Material supplied Start Marker

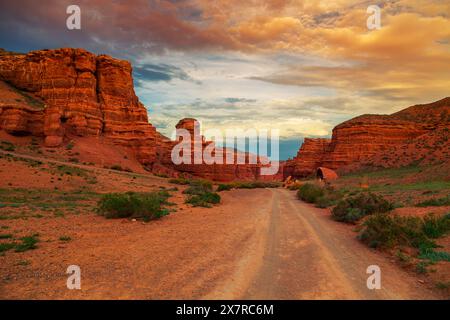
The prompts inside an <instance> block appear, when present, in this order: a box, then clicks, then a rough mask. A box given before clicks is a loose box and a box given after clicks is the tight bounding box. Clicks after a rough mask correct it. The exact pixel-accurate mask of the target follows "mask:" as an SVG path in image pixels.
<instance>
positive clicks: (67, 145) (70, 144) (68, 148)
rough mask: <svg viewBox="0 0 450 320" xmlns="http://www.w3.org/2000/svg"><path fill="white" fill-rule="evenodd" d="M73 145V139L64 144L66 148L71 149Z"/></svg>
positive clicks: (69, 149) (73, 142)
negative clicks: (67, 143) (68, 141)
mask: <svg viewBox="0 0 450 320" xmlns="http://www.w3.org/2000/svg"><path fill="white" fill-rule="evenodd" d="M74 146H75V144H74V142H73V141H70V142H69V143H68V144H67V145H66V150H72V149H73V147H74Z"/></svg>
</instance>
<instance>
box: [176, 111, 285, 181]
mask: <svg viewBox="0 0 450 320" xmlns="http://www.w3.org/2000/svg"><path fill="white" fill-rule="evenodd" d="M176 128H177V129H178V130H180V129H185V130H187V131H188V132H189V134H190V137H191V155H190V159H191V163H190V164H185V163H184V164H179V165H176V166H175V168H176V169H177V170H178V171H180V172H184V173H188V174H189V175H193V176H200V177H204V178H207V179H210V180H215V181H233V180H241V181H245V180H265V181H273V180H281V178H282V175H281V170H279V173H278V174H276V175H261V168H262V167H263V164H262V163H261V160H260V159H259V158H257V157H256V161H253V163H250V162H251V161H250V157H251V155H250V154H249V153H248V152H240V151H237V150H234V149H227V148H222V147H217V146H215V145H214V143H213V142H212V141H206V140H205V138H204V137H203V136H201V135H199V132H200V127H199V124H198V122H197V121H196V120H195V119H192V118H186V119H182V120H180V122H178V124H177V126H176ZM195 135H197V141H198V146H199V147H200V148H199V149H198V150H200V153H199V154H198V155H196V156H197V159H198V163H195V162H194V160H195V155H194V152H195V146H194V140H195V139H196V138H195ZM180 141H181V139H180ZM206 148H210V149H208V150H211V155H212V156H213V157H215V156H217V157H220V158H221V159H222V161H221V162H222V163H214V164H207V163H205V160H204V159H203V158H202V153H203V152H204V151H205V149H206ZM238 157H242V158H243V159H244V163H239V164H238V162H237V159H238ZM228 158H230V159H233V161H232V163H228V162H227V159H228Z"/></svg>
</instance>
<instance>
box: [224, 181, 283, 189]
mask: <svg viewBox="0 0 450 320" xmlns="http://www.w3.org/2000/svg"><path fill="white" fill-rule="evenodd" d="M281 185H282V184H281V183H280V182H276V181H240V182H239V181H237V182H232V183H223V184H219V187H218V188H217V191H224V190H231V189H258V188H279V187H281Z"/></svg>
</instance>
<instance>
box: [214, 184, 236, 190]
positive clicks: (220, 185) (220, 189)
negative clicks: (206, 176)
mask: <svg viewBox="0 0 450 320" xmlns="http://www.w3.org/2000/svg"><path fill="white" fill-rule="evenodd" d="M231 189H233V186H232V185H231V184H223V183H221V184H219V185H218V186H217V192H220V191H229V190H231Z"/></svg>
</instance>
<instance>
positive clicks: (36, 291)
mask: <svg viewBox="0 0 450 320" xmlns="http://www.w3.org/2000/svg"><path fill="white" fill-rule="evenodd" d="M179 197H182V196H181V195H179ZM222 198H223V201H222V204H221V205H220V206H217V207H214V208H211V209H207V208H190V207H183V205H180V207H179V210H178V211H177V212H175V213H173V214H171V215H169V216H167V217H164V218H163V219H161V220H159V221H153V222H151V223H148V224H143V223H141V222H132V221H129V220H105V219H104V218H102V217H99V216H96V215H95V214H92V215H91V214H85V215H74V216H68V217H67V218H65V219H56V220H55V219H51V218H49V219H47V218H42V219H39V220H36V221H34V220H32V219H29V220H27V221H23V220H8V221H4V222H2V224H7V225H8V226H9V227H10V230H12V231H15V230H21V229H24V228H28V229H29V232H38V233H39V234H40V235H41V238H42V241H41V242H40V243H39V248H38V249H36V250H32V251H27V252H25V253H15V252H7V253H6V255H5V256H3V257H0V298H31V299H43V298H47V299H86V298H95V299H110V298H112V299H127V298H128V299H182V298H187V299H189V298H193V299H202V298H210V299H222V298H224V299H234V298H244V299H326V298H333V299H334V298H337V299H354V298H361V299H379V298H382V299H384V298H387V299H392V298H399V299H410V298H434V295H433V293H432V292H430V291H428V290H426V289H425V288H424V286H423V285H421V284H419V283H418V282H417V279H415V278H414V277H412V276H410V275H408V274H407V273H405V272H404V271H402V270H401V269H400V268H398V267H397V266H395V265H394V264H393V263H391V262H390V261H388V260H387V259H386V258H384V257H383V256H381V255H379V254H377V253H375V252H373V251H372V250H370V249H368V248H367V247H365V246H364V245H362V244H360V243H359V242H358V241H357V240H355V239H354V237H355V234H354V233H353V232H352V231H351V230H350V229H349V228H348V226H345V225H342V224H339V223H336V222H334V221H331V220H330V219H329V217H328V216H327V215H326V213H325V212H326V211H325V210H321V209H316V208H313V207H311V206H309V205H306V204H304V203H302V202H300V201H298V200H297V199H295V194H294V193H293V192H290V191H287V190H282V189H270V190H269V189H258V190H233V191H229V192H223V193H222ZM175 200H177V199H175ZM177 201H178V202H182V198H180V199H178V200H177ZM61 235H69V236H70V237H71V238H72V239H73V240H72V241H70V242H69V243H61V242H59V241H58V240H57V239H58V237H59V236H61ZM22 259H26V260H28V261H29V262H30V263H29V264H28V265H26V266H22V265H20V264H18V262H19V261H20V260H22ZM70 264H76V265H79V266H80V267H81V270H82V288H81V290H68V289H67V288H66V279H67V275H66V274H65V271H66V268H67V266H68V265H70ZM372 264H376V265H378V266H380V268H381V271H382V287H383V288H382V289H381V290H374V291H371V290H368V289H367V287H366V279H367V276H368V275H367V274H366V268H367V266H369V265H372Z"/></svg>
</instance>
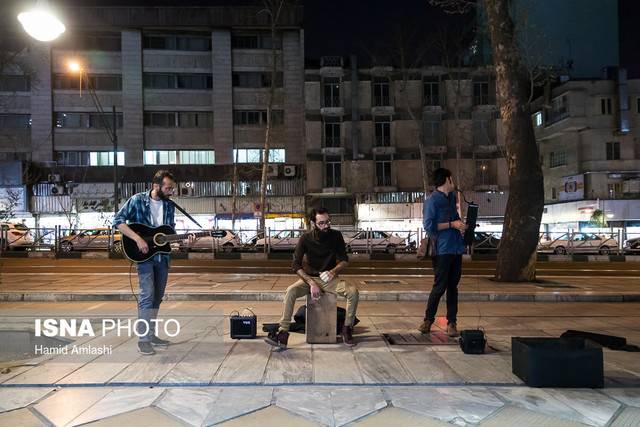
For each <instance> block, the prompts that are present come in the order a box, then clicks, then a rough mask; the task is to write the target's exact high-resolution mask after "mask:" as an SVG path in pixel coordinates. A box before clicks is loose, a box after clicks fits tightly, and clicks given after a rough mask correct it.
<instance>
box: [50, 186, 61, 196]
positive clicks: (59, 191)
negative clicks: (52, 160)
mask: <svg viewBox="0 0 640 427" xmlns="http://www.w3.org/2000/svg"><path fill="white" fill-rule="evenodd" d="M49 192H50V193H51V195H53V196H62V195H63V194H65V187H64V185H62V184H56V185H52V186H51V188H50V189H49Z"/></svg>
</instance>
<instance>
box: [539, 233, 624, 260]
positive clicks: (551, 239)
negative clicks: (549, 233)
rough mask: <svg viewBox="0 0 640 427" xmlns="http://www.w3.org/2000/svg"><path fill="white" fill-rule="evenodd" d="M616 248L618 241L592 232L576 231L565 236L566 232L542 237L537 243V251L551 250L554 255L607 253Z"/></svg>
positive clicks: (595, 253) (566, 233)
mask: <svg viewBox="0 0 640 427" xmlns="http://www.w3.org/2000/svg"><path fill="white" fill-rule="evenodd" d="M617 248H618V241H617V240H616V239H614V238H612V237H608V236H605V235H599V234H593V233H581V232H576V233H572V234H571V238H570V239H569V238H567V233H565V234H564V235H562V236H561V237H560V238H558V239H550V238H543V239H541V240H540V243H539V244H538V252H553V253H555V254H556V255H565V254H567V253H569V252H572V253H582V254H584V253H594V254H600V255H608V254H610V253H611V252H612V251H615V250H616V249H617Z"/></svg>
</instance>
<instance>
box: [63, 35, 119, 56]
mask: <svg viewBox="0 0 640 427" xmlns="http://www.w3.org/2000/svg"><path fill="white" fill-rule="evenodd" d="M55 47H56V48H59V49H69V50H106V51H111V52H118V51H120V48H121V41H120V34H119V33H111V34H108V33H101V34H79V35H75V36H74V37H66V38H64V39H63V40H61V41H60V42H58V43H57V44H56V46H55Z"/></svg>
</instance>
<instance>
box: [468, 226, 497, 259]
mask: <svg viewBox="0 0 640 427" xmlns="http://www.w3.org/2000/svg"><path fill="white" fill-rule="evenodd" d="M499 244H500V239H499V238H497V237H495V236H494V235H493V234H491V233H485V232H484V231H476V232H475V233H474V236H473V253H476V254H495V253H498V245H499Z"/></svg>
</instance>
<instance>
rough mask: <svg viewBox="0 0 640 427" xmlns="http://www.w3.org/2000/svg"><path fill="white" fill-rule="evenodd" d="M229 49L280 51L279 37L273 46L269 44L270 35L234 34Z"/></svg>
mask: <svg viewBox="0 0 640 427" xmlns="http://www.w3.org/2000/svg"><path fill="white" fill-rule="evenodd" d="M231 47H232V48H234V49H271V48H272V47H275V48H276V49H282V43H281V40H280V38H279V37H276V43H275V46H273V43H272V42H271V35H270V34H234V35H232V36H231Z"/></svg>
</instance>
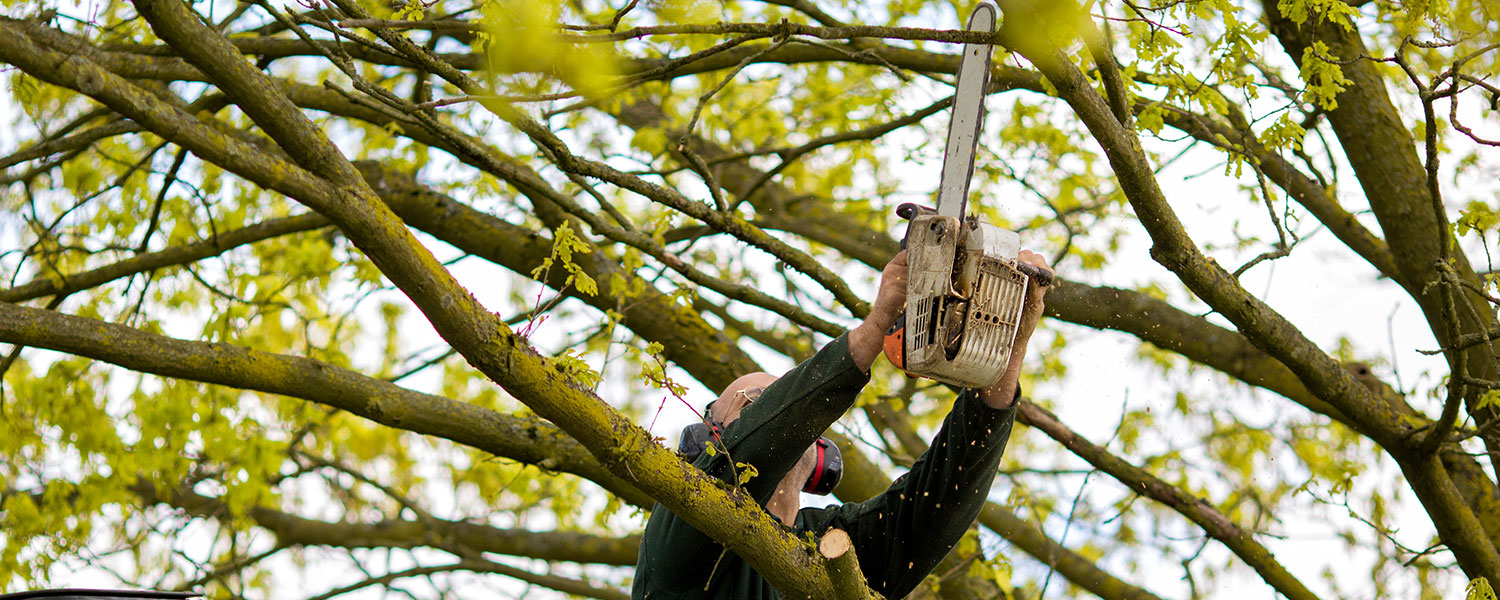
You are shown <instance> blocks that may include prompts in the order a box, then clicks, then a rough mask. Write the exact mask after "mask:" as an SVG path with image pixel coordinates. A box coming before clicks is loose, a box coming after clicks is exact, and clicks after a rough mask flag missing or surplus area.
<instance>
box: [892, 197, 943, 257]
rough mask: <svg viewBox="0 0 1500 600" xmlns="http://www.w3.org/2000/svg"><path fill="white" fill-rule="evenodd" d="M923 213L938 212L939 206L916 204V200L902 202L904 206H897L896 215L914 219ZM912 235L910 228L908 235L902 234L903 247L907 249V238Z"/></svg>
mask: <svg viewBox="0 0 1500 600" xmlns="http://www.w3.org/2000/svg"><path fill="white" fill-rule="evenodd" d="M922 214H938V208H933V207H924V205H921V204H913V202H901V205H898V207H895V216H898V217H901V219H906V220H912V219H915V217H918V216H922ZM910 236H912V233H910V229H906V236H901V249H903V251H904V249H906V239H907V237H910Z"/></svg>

Material supplied End Marker
Material supplied Start Marker

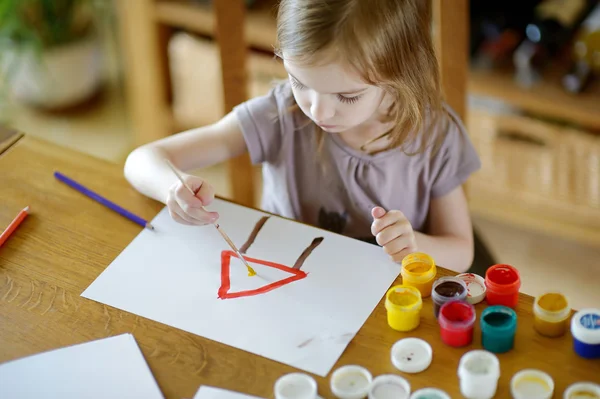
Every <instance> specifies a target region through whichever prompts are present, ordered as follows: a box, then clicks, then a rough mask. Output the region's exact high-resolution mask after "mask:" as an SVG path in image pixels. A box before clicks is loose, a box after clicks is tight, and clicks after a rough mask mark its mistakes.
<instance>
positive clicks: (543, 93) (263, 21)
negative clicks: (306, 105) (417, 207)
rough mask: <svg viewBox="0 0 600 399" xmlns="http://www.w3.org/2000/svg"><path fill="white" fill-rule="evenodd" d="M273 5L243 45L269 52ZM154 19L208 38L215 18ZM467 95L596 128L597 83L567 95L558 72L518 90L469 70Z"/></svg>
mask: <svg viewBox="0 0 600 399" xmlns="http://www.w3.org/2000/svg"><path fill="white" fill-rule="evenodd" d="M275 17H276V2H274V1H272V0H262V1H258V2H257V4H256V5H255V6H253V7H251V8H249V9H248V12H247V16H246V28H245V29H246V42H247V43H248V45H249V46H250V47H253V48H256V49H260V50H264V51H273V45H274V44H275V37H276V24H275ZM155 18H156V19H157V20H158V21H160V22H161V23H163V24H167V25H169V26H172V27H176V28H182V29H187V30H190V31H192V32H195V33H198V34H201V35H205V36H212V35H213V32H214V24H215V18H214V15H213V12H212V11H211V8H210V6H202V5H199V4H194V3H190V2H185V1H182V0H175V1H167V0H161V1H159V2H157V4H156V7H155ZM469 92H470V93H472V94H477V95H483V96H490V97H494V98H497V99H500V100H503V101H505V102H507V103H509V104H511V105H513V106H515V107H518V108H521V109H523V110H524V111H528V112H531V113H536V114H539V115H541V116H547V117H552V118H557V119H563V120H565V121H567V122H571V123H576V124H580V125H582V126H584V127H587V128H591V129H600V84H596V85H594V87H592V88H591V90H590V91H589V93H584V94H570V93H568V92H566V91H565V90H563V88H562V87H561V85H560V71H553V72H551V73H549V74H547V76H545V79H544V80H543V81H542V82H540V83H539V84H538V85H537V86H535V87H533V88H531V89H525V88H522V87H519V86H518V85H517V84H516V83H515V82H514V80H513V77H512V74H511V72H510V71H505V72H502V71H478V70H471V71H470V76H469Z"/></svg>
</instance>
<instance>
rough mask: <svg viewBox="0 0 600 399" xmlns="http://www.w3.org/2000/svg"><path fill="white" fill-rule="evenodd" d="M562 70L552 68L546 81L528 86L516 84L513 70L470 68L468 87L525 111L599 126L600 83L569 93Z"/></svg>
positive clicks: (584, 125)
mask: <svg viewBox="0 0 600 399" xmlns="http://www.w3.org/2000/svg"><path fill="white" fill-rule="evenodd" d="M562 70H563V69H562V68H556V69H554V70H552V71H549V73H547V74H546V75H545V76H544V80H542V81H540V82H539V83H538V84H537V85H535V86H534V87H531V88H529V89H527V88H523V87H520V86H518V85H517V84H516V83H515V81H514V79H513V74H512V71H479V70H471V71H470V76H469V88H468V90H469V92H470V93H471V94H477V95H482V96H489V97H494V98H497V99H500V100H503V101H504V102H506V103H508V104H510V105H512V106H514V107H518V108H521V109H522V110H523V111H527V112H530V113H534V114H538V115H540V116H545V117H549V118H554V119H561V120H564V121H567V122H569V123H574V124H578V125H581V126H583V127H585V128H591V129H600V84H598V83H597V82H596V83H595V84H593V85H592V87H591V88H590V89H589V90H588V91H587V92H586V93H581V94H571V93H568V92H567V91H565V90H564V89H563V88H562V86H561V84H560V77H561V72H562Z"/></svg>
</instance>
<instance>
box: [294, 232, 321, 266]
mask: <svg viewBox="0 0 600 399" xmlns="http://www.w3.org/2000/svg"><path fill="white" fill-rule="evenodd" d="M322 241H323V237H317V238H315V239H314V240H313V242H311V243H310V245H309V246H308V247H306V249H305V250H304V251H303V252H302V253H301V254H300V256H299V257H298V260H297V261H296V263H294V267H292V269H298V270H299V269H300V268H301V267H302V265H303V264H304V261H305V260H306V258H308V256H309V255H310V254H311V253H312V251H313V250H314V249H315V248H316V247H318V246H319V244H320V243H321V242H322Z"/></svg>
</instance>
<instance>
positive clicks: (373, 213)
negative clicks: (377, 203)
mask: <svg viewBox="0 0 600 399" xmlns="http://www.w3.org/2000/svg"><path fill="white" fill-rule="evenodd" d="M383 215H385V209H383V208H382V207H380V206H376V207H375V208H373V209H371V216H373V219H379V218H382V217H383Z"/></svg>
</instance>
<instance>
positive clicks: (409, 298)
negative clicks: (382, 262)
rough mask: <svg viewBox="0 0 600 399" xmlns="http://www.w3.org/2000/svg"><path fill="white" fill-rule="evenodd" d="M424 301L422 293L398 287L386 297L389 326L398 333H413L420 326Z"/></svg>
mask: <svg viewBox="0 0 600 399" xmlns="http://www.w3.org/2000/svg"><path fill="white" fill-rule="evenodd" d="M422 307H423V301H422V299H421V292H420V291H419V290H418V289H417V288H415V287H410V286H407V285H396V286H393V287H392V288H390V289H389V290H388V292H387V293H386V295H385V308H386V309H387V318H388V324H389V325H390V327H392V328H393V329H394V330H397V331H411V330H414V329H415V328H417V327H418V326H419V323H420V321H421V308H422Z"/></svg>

Material supplied End Marker

The task:
Filter the material, keeping only the lines that contain the string "positive".

Task result:
positive clicks: (67, 145) (70, 144) (68, 148)
positive clicks: (69, 149) (73, 142)
positive clicks: (220, 185) (220, 189)
positive clicks: (36, 291)
positive clicks: (59, 191)
positive clicks: (551, 239)
positive clicks: (595, 253) (566, 233)
positive clicks: (543, 93) (263, 21)
positive clicks: (584, 125)
positive clicks: (373, 213)
positive clicks: (409, 298)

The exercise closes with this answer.